→ **Exercise details**: Lines where the string "climber" appears are to be copied from the entries below.

►

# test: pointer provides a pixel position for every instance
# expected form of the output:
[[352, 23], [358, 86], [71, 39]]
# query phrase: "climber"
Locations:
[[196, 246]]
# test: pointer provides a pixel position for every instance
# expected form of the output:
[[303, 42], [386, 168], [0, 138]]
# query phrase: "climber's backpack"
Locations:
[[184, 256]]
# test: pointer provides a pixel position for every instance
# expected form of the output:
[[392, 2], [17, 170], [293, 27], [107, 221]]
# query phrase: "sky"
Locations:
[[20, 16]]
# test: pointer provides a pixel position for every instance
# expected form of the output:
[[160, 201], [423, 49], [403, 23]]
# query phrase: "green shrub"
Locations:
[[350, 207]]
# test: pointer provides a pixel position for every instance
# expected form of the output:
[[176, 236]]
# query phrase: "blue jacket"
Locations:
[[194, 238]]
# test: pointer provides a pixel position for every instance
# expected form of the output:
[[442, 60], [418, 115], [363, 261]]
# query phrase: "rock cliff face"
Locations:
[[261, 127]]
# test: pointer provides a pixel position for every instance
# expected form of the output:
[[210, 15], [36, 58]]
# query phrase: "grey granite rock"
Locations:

◄

→ **Final answer**:
# query phrase: "climber"
# query phrase: "climber's backpack"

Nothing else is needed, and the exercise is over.